— START Document —
# Ants eating eggplant leaves?



## momx4 (Mar 5, 2011)

I've been a lurker on this site for a few months now (although I did post once). This is my second attempt at gardening; the first was at least 12 years ago now and actually did quite well, but I got lazy.

So to my question. My eggplant (black beauty) has small holes in most of the leaves and I can see a few ants crawling on them and in the dirt around them. I am assuming that the ants are what's eating the leaves; I don't see anything else. What can I do to keep the ants from eating the leaves? Can my eggplant survive? I only planted the garden a week ago and everything else is looking good right now, both the plants I started indoors from seed and the seeds planted directly which are just starting to sprout.

Thank you for any help or suggestions.

Paula


----------



## NWMO (Jul 26, 2005)

But am suffering right along with you! I have "powdered" the leaves with Sevin in an attempt to get whatever is eating the leaves to lay off........does not appear to be happening! The plant continues to grow and add new leaves, but is not attractive at all! None of my leaves are full.
— END Document —
— START Data excerpt —
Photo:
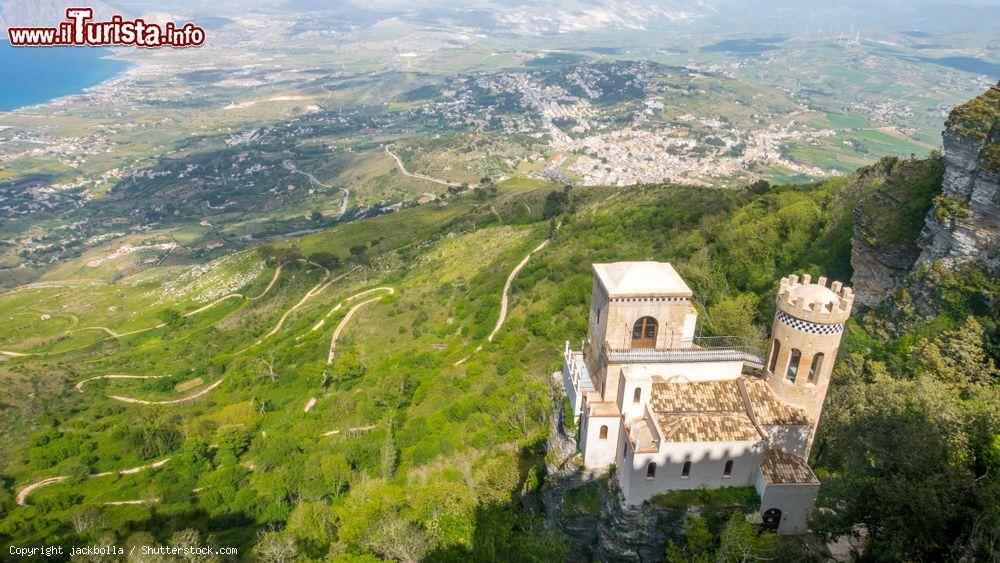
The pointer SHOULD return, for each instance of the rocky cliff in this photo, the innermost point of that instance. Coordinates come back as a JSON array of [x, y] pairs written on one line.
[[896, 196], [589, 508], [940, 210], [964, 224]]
— END Data excerpt —
Exercise set>
1) Set down the passage from the eggplant thread above, from "So to my question." up to and including "help or suggestions.", word for word.
2) In the eggplant thread, what did NWMO powder the eggplant leaves with?

Expected responses>
1)
So to my question. My eggplant (black beauty) has small holes in most of the leaves and I can see a few ants crawling on them and in the dirt around them. I am assuming that the ants are what's eating the leaves; I don't see anything else. What can I do to keep the ants from eating the leaves? Can my eggplant survive? I only planted the garden a week ago and everything else is looking good right now, both the plants I started indoors from seed and the seeds planted directly which are just starting to sprout.

Thank you for any help or suggestions.

2) Sevin.